■ EXERCISE ■
Count the lines of the items below that contain the word "painted", and give only that number.

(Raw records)

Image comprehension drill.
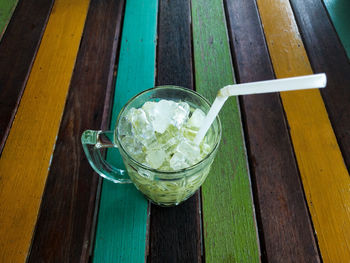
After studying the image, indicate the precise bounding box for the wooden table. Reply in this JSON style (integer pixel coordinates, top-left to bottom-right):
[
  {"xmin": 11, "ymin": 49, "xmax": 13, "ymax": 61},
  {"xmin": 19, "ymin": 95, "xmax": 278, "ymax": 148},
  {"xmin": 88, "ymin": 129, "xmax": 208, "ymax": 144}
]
[{"xmin": 0, "ymin": 0, "xmax": 350, "ymax": 262}]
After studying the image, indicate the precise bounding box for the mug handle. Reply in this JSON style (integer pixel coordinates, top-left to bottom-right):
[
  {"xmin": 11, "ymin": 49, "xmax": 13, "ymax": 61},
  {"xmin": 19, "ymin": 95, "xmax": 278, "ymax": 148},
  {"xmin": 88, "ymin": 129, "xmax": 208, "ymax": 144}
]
[{"xmin": 81, "ymin": 130, "xmax": 131, "ymax": 184}]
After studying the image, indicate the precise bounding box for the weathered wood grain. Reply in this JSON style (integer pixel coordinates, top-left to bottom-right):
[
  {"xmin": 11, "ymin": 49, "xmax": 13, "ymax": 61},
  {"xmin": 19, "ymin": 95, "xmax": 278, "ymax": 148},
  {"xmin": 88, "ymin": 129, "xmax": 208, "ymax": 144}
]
[
  {"xmin": 257, "ymin": 0, "xmax": 350, "ymax": 262},
  {"xmin": 28, "ymin": 0, "xmax": 124, "ymax": 262},
  {"xmin": 192, "ymin": 0, "xmax": 260, "ymax": 262},
  {"xmin": 149, "ymin": 0, "xmax": 201, "ymax": 263},
  {"xmin": 322, "ymin": 0, "xmax": 350, "ymax": 58},
  {"xmin": 225, "ymin": 0, "xmax": 320, "ymax": 262},
  {"xmin": 94, "ymin": 0, "xmax": 158, "ymax": 262},
  {"xmin": 291, "ymin": 0, "xmax": 350, "ymax": 170},
  {"xmin": 0, "ymin": 0, "xmax": 18, "ymax": 40},
  {"xmin": 0, "ymin": 0, "xmax": 89, "ymax": 262},
  {"xmin": 0, "ymin": 0, "xmax": 53, "ymax": 154}
]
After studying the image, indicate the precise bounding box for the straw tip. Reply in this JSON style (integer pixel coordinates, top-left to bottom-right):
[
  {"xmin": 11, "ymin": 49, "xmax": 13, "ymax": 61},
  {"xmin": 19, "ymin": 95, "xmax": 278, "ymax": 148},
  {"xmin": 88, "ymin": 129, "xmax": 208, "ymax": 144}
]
[{"xmin": 319, "ymin": 73, "xmax": 327, "ymax": 88}]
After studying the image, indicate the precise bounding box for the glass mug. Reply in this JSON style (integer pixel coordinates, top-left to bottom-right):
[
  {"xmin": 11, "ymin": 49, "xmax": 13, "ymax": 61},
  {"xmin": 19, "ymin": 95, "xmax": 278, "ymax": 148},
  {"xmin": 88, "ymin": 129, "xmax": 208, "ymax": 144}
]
[{"xmin": 81, "ymin": 86, "xmax": 221, "ymax": 206}]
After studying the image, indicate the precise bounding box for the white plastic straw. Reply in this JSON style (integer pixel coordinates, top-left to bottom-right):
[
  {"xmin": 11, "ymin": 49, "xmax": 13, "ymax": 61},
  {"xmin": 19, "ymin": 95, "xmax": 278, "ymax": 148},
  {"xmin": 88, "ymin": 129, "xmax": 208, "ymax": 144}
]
[{"xmin": 194, "ymin": 73, "xmax": 327, "ymax": 144}]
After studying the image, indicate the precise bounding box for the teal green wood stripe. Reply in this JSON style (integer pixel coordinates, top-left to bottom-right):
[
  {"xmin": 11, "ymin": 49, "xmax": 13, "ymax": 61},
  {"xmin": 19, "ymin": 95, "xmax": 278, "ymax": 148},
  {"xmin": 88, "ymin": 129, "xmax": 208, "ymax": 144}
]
[
  {"xmin": 93, "ymin": 0, "xmax": 158, "ymax": 262},
  {"xmin": 192, "ymin": 0, "xmax": 260, "ymax": 263},
  {"xmin": 324, "ymin": 0, "xmax": 350, "ymax": 58},
  {"xmin": 0, "ymin": 0, "xmax": 18, "ymax": 40}
]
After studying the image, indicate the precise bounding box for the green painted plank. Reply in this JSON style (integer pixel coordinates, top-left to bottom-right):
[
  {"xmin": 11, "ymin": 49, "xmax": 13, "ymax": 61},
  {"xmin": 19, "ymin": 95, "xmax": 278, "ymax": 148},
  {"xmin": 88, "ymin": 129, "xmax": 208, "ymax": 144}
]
[
  {"xmin": 323, "ymin": 0, "xmax": 350, "ymax": 58},
  {"xmin": 94, "ymin": 0, "xmax": 158, "ymax": 262},
  {"xmin": 0, "ymin": 0, "xmax": 18, "ymax": 40},
  {"xmin": 192, "ymin": 0, "xmax": 260, "ymax": 263}
]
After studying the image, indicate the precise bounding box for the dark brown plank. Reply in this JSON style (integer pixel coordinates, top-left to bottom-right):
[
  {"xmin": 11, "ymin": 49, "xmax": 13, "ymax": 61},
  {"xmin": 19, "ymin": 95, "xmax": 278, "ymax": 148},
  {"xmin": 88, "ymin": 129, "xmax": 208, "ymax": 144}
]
[
  {"xmin": 225, "ymin": 0, "xmax": 320, "ymax": 262},
  {"xmin": 0, "ymin": 0, "xmax": 53, "ymax": 154},
  {"xmin": 28, "ymin": 0, "xmax": 125, "ymax": 262},
  {"xmin": 148, "ymin": 0, "xmax": 201, "ymax": 263},
  {"xmin": 291, "ymin": 0, "xmax": 350, "ymax": 170}
]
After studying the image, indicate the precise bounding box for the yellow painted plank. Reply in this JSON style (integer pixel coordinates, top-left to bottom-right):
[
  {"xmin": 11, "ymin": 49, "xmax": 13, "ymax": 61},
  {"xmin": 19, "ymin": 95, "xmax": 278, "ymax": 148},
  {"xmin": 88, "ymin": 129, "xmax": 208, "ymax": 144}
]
[
  {"xmin": 0, "ymin": 0, "xmax": 89, "ymax": 262},
  {"xmin": 257, "ymin": 0, "xmax": 350, "ymax": 262}
]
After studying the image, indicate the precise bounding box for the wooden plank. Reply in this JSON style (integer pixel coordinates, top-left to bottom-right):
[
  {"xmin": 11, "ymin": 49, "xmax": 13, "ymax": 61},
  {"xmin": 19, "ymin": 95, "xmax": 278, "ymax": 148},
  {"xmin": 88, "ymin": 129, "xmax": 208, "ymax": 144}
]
[
  {"xmin": 94, "ymin": 0, "xmax": 158, "ymax": 262},
  {"xmin": 258, "ymin": 0, "xmax": 350, "ymax": 262},
  {"xmin": 291, "ymin": 0, "xmax": 350, "ymax": 172},
  {"xmin": 0, "ymin": 0, "xmax": 89, "ymax": 262},
  {"xmin": 0, "ymin": 0, "xmax": 18, "ymax": 40},
  {"xmin": 318, "ymin": 0, "xmax": 350, "ymax": 58},
  {"xmin": 28, "ymin": 0, "xmax": 124, "ymax": 262},
  {"xmin": 192, "ymin": 0, "xmax": 260, "ymax": 262},
  {"xmin": 149, "ymin": 0, "xmax": 201, "ymax": 263},
  {"xmin": 226, "ymin": 0, "xmax": 320, "ymax": 262},
  {"xmin": 0, "ymin": 0, "xmax": 53, "ymax": 154}
]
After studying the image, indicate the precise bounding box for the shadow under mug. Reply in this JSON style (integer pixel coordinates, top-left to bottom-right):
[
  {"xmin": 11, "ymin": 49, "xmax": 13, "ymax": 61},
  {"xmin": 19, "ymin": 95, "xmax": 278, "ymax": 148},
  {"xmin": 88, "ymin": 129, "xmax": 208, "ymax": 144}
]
[{"xmin": 81, "ymin": 86, "xmax": 221, "ymax": 206}]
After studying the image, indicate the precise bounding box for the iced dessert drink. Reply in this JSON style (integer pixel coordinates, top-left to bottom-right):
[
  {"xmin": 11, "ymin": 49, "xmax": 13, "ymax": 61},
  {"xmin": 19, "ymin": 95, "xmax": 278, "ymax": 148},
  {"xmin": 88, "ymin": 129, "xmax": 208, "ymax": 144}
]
[
  {"xmin": 81, "ymin": 86, "xmax": 221, "ymax": 206},
  {"xmin": 116, "ymin": 96, "xmax": 216, "ymax": 205}
]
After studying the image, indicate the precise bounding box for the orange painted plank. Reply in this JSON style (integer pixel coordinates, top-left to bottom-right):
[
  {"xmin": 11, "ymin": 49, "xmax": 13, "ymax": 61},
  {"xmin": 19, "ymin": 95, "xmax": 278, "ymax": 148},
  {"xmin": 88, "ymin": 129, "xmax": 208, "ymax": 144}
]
[
  {"xmin": 0, "ymin": 0, "xmax": 89, "ymax": 262},
  {"xmin": 257, "ymin": 0, "xmax": 350, "ymax": 262}
]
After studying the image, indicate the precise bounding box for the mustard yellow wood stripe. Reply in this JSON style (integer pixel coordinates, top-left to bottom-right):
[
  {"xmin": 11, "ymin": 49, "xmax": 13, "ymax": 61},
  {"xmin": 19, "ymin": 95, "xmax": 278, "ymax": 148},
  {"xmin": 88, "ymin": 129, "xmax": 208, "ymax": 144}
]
[
  {"xmin": 257, "ymin": 0, "xmax": 350, "ymax": 262},
  {"xmin": 0, "ymin": 0, "xmax": 89, "ymax": 262}
]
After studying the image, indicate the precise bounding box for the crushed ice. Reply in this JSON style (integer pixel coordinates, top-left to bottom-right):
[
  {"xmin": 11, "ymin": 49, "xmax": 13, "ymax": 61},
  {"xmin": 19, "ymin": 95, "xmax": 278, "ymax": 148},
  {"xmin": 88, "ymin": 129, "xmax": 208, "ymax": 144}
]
[{"xmin": 118, "ymin": 100, "xmax": 211, "ymax": 171}]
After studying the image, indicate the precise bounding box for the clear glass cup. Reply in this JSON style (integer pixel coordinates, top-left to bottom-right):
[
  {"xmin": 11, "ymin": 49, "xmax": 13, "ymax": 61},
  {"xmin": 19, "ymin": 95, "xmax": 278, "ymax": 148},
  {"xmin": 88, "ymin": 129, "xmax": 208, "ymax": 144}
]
[{"xmin": 81, "ymin": 86, "xmax": 221, "ymax": 206}]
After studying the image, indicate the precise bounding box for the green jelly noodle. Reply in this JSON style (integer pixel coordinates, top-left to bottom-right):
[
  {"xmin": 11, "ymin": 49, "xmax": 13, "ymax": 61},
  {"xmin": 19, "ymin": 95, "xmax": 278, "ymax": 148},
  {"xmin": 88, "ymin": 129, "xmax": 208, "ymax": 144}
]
[{"xmin": 117, "ymin": 100, "xmax": 215, "ymax": 206}]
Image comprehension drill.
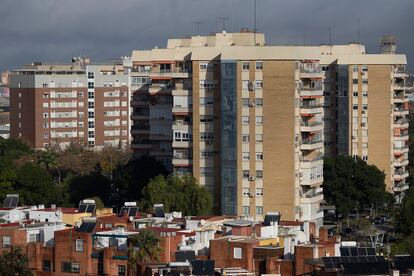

■ FINISHED TASK ■
3